## [WHAT TO PRODUCE]
Reproduce the data below line for line, without changing anything.
— BEGIN RECORD LIST —
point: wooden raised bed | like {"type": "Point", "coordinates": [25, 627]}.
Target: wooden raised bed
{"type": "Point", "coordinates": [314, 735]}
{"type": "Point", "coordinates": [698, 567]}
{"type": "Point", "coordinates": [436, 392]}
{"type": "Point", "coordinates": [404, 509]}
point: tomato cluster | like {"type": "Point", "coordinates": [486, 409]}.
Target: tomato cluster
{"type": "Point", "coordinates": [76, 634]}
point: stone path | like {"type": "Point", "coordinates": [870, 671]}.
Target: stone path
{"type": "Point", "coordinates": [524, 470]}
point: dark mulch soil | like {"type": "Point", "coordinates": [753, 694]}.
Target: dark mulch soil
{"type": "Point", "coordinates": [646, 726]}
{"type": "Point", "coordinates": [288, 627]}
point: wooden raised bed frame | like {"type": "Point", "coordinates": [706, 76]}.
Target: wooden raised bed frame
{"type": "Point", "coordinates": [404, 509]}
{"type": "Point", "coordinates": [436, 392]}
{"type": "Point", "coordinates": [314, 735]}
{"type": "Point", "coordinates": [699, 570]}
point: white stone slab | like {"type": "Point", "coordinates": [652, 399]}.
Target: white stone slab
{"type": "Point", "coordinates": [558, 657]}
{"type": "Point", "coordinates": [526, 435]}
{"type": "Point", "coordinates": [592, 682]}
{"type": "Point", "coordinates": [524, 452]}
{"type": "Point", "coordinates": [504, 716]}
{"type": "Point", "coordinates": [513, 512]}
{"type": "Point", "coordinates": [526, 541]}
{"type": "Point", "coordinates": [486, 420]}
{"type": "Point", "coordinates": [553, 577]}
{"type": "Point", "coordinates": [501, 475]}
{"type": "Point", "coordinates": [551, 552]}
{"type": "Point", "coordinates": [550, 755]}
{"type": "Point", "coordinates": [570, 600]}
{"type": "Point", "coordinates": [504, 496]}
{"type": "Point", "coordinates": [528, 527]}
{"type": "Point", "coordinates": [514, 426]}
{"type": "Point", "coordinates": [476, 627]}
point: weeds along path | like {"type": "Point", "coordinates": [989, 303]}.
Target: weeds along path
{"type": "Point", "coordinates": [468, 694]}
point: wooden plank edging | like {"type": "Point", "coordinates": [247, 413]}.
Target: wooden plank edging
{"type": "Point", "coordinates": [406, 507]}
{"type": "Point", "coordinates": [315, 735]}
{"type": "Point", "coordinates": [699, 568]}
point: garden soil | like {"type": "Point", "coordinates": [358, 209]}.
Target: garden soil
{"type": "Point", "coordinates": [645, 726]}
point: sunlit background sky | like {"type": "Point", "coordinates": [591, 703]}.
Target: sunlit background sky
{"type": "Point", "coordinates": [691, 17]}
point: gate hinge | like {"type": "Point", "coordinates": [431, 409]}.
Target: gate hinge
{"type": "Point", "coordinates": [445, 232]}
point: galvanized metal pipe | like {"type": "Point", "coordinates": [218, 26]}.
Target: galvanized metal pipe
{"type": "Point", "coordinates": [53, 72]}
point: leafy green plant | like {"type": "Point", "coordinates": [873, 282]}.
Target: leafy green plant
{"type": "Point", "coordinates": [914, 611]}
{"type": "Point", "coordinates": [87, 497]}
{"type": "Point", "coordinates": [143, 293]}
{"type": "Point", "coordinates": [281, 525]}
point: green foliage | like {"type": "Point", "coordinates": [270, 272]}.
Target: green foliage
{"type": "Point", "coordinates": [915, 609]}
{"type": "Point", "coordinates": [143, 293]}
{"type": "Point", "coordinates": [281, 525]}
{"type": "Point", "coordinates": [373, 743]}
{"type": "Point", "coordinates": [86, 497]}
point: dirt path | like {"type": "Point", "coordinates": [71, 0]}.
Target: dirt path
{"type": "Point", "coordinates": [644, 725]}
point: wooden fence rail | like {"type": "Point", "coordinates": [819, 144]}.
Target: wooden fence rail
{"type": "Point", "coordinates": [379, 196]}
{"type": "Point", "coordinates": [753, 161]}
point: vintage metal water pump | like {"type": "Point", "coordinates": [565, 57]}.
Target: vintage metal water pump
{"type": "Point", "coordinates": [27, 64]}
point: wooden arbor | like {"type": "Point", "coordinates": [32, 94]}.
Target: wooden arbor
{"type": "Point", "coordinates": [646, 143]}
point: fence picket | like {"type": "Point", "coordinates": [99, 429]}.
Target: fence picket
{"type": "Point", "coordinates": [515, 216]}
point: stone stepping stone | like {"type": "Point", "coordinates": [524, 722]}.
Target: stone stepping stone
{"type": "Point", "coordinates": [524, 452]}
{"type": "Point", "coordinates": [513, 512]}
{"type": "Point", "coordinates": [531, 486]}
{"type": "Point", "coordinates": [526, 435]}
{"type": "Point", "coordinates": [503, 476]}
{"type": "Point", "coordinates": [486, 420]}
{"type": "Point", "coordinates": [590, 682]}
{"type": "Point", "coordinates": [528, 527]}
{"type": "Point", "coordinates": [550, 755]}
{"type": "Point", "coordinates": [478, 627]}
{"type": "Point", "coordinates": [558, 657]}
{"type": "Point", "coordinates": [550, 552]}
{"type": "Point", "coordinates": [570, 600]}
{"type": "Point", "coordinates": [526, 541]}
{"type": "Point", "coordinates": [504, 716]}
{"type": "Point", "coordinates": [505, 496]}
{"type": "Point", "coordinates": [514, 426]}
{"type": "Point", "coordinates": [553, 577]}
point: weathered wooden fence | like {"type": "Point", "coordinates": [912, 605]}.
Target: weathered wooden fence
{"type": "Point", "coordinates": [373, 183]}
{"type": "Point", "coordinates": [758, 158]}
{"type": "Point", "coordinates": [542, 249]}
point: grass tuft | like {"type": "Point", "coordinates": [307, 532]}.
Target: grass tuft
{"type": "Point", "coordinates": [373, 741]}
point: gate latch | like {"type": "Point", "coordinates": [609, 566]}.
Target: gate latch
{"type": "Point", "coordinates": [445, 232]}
— END RECORD LIST —
## [EXERCISE RESULT]
point: wooden raised bed | like {"type": "Point", "coordinates": [25, 627]}.
Target: wooden raised bed
{"type": "Point", "coordinates": [314, 735]}
{"type": "Point", "coordinates": [698, 567]}
{"type": "Point", "coordinates": [436, 392]}
{"type": "Point", "coordinates": [404, 509]}
point: tomato cluster | like {"type": "Point", "coordinates": [486, 409]}.
Target: tomato cluster
{"type": "Point", "coordinates": [76, 634]}
point: stone path | like {"type": "Point", "coordinates": [870, 671]}.
Target: stone path
{"type": "Point", "coordinates": [524, 470]}
point: dark mulch soil | like {"type": "Point", "coordinates": [753, 694]}.
Target: dark mulch soil
{"type": "Point", "coordinates": [646, 726]}
{"type": "Point", "coordinates": [288, 627]}
point: wooden raised bed frame | like {"type": "Point", "coordinates": [706, 76]}.
Target: wooden raised bed frame
{"type": "Point", "coordinates": [404, 509]}
{"type": "Point", "coordinates": [436, 392]}
{"type": "Point", "coordinates": [314, 735]}
{"type": "Point", "coordinates": [699, 570]}
point: white stone slab | like {"type": "Point", "coordinates": [652, 399]}.
Target: white stone slab
{"type": "Point", "coordinates": [558, 657]}
{"type": "Point", "coordinates": [526, 435]}
{"type": "Point", "coordinates": [592, 682]}
{"type": "Point", "coordinates": [524, 452]}
{"type": "Point", "coordinates": [504, 716]}
{"type": "Point", "coordinates": [513, 512]}
{"type": "Point", "coordinates": [526, 541]}
{"type": "Point", "coordinates": [486, 420]}
{"type": "Point", "coordinates": [553, 577]}
{"type": "Point", "coordinates": [501, 475]}
{"type": "Point", "coordinates": [551, 552]}
{"type": "Point", "coordinates": [550, 755]}
{"type": "Point", "coordinates": [570, 600]}
{"type": "Point", "coordinates": [504, 496]}
{"type": "Point", "coordinates": [528, 527]}
{"type": "Point", "coordinates": [514, 426]}
{"type": "Point", "coordinates": [476, 627]}
point: weeds along path | like {"type": "Point", "coordinates": [989, 303]}.
Target: weeds along path
{"type": "Point", "coordinates": [468, 694]}
point: wooden plank edging | like {"type": "Point", "coordinates": [247, 413]}.
Target: wooden plank edging
{"type": "Point", "coordinates": [406, 507]}
{"type": "Point", "coordinates": [315, 735]}
{"type": "Point", "coordinates": [699, 568]}
point: garden soil | like {"type": "Point", "coordinates": [358, 209]}.
Target: garden soil
{"type": "Point", "coordinates": [645, 726]}
point: sunlit background sky | like {"type": "Point", "coordinates": [591, 703]}.
Target: sunlit background sky
{"type": "Point", "coordinates": [691, 17]}
point: gate hinge | like {"type": "Point", "coordinates": [431, 409]}.
Target: gate hinge
{"type": "Point", "coordinates": [445, 232]}
point: galvanized metal pipe | like {"type": "Point", "coordinates": [218, 26]}.
Target: galvanized metal pipe
{"type": "Point", "coordinates": [53, 72]}
point: leafy green plant | like {"type": "Point", "coordinates": [873, 282]}.
Target: leafy green plant
{"type": "Point", "coordinates": [914, 611]}
{"type": "Point", "coordinates": [87, 497]}
{"type": "Point", "coordinates": [143, 293]}
{"type": "Point", "coordinates": [281, 525]}
point: green foliage | like {"type": "Point", "coordinates": [270, 272]}.
Target: green foliage
{"type": "Point", "coordinates": [915, 609]}
{"type": "Point", "coordinates": [143, 293]}
{"type": "Point", "coordinates": [281, 525]}
{"type": "Point", "coordinates": [373, 743]}
{"type": "Point", "coordinates": [86, 497]}
point: dirt path | like {"type": "Point", "coordinates": [71, 0]}.
Target: dirt path
{"type": "Point", "coordinates": [644, 725]}
point: wooden fence rail | like {"type": "Point", "coordinates": [819, 144]}.
Target: wooden fence rail
{"type": "Point", "coordinates": [379, 196]}
{"type": "Point", "coordinates": [753, 161]}
point: vintage metal water pump | like {"type": "Point", "coordinates": [565, 57]}.
Target: vintage metal water pump
{"type": "Point", "coordinates": [27, 64]}
point: wooden arbor | like {"type": "Point", "coordinates": [32, 94]}.
Target: wooden arbor
{"type": "Point", "coordinates": [646, 143]}
point: fence picket | like {"type": "Point", "coordinates": [99, 429]}.
Target: fence picket
{"type": "Point", "coordinates": [515, 216]}
point: stone stepping stone | like {"type": "Point", "coordinates": [524, 722]}.
Target: stone stepping stone
{"type": "Point", "coordinates": [524, 452]}
{"type": "Point", "coordinates": [513, 512]}
{"type": "Point", "coordinates": [531, 486]}
{"type": "Point", "coordinates": [526, 435]}
{"type": "Point", "coordinates": [503, 476]}
{"type": "Point", "coordinates": [486, 420]}
{"type": "Point", "coordinates": [590, 682]}
{"type": "Point", "coordinates": [528, 527]}
{"type": "Point", "coordinates": [550, 755]}
{"type": "Point", "coordinates": [478, 627]}
{"type": "Point", "coordinates": [558, 657]}
{"type": "Point", "coordinates": [550, 552]}
{"type": "Point", "coordinates": [570, 600]}
{"type": "Point", "coordinates": [526, 541]}
{"type": "Point", "coordinates": [504, 716]}
{"type": "Point", "coordinates": [505, 496]}
{"type": "Point", "coordinates": [514, 426]}
{"type": "Point", "coordinates": [553, 577]}
point: weathered wooden fence | like {"type": "Point", "coordinates": [912, 605]}.
Target: weathered wooden fence
{"type": "Point", "coordinates": [373, 183]}
{"type": "Point", "coordinates": [758, 158]}
{"type": "Point", "coordinates": [542, 249]}
point: grass tuft | like {"type": "Point", "coordinates": [307, 532]}.
Target: grass tuft
{"type": "Point", "coordinates": [373, 741]}
point: gate latch | like {"type": "Point", "coordinates": [609, 566]}.
Target: gate latch
{"type": "Point", "coordinates": [445, 232]}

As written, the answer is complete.